### WORK TO COMPLETE
Each line of the listing must be set down exactly as it stands.

═══ EXERCISE MATERIAL

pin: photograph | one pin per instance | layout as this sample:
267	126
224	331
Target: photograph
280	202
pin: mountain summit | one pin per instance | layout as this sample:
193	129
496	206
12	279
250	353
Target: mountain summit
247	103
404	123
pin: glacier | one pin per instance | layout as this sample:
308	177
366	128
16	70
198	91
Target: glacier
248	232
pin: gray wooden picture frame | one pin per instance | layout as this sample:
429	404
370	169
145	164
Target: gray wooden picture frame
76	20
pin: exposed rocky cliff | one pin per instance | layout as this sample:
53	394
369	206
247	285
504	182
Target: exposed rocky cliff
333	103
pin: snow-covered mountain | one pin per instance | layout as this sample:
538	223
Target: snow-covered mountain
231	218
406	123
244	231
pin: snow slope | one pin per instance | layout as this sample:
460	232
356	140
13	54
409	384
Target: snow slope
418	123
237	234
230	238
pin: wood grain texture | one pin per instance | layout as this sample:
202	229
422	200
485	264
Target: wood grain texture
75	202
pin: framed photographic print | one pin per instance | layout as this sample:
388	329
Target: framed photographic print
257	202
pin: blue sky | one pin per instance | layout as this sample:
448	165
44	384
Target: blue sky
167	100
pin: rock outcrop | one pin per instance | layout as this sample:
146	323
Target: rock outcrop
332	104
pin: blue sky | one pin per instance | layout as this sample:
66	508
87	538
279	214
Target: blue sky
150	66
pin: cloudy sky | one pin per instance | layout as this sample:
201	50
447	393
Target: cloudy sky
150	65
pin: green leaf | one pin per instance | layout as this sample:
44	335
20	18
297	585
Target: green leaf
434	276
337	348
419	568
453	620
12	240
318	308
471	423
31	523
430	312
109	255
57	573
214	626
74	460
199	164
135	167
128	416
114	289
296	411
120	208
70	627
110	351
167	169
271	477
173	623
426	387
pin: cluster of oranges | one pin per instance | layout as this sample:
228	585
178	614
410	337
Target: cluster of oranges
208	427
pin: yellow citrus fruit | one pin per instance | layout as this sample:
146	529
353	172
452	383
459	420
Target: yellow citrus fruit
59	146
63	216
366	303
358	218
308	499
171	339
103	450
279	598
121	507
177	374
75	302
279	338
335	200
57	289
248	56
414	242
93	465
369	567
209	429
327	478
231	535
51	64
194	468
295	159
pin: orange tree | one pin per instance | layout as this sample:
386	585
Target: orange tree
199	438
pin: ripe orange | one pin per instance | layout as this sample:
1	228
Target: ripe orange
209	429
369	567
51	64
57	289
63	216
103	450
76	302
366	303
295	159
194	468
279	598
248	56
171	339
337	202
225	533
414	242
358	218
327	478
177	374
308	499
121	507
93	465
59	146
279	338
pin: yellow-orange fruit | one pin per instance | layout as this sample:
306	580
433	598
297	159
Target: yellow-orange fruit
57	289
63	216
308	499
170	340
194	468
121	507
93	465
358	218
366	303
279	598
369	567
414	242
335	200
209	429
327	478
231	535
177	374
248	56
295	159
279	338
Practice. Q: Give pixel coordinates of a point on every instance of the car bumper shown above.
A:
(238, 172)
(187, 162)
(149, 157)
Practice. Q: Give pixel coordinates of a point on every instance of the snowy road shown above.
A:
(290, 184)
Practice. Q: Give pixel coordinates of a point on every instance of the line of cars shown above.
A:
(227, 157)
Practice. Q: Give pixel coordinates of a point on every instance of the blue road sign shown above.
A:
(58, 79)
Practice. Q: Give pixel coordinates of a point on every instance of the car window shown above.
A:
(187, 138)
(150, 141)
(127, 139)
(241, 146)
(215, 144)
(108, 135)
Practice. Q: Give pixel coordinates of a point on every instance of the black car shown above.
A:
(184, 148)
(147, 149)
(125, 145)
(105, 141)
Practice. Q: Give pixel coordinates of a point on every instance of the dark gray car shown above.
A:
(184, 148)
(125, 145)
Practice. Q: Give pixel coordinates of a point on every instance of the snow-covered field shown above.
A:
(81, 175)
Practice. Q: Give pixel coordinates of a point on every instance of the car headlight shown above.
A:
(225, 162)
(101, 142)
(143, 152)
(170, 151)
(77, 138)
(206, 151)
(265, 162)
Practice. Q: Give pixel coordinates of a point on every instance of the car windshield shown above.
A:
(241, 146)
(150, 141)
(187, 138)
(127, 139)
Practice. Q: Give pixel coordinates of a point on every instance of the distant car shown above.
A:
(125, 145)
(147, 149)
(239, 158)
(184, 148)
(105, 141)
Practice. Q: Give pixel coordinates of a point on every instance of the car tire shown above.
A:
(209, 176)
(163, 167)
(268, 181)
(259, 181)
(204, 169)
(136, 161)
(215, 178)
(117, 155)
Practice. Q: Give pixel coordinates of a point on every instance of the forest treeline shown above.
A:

══════

### SOLUTION
pin: photograph | one pin per instance | layout as this sample:
267	126
224	331
Target: photograph
280	202
pin: mountain summit | one pin per instance | layout as this sample:
193	129
496	206
12	279
250	353
Target: mountain summit
247	103
404	123
pin: glacier | one pin per instance | layout as this sample:
308	177
366	128
16	70
198	91
Target: glacier
248	232
pin: gray wooden picture frame | one pin per instance | layout as this sample:
429	404
370	169
145	164
Target: gray wooden picture frame
76	20
pin: exposed rocky cliff | one pin per instance | layout as this sample:
53	394
369	206
247	285
504	182
Target: exposed rocky cliff
333	103
pin: snow-covered mountain | one pin per instance | layout as this sample:
538	223
Target: snow-covered mountain
231	218
406	123
244	231
pin: snow slope | one pin per instance | layout as this sample:
460	232
356	140
13	54
409	384
Target: snow slope
418	123
237	234
230	238
pin: wood grain texture | one pin per instance | layout as this sample:
202	229
422	200
485	264
Target: wood grain texture
75	202
pin: framed photographic print | one pin per instance | layout as this sample:
388	329
Target: framed photographic print
257	202
pin: blue sky | one pin per instance | layout as this sample:
448	165
44	384
Target: blue sky
167	100
pin: rock outcrop | one pin per instance | layout as this sample:
146	323
Target: rock outcrop
332	104
pin: blue sky | one pin per instance | layout as this sample:
66	508
87	538
279	214
Target: blue sky
150	66
pin: cloudy sky | one pin per instance | layout as this sample:
201	50
447	393
Target: cloudy sky
150	65
pin: green leaf | one pin per instance | layout as this sample:
44	335
20	18
297	585
Target: green leaf
434	276
337	348
419	568
453	620
12	240
318	308
471	423
31	523
430	312
109	255
57	573
214	626
74	460
199	164
135	167
128	416
114	289
296	411
120	208
70	627
110	351
167	169
271	477
173	623
426	387
pin: cluster of oranges | one pin per instance | layout as this sample:
228	585
178	614
410	337
Target: cluster of oranges
208	427
pin: yellow citrus fruit | one pin per instance | layout as this sample:
146	529
353	172
452	383
459	420
Target: yellow citrus fruit
59	146
63	216
366	303
358	218
308	499
171	339
103	450
279	598
121	507
177	374
75	302
279	338
335	200
57	289
248	56
414	242
93	465
369	567
209	429
327	478
231	535
51	64
194	468
295	159
pin: orange tree | one pin per instance | layout as this sample:
386	585
Target: orange tree
199	438
pin: ripe orange | one pin per instance | layout as this sample:
1	228
Target: ripe orange
209	429
369	567
51	64
57	289
63	216
103	450
76	302
366	303
295	159
194	468
279	598
248	56
171	339
337	202
225	533
414	242
358	218
327	478
177	374
308	499
121	507
93	465
59	146
279	338
pin: yellow-orange fruit | one pin per instance | layout as this sample:
306	580
433	598
297	159
Target: yellow-orange fruit
57	289
63	216
308	499
170	340
194	468
121	507
93	465
358	218
366	303
279	598
369	567
414	242
335	200
209	429
327	478
231	535
177	374
248	56
295	159
279	338
Practice. Q: Give pixel coordinates of a point on every instance of the car bumper shown above.
A:
(238, 172)
(187, 162)
(149, 157)
Practice. Q: Give pixel coordinates of a point on every instance of the snowy road shown above.
A:
(290, 184)
Practice. Q: Give pixel coordinates of a point on every instance of the line of cars shown above.
A:
(227, 157)
Practice. Q: Give pixel coordinates of a point on every instance of the blue road sign shown above.
A:
(58, 79)
Practice. Q: Give pixel coordinates of a point on every instance of the car window shown above.
A:
(187, 138)
(150, 141)
(127, 139)
(241, 146)
(215, 144)
(108, 135)
Practice. Q: Give pixel coordinates of a point on every instance of the black car shown above.
A:
(184, 148)
(147, 149)
(125, 145)
(105, 141)
Practice. Q: Give pixel coordinates of a point on every instance of the dark gray car shown above.
A:
(184, 148)
(125, 145)
Practice. Q: Give pixel coordinates of a point on every instance of the snow-covered field shown above.
A:
(81, 175)
Practice. Q: Give pixel coordinates of a point on every instance of the car headlight shown above.
A:
(225, 162)
(101, 142)
(143, 152)
(170, 151)
(77, 138)
(206, 151)
(265, 162)
Practice. Q: Give pixel coordinates of a point on every instance of the car windshield shown above.
A:
(241, 146)
(150, 141)
(187, 138)
(127, 139)
Practice. Q: Give pixel coordinates of a point on every instance of the distant car shown above.
A:
(125, 145)
(147, 149)
(239, 158)
(184, 148)
(105, 141)
Practice. Q: Give pixel coordinates of a point on every instance of the car tire shown above.
A:
(209, 176)
(163, 167)
(268, 181)
(259, 181)
(204, 169)
(136, 161)
(215, 178)
(117, 155)
Practice. Q: Give pixel coordinates of a point on every instance of the forest treeline shown above.
A:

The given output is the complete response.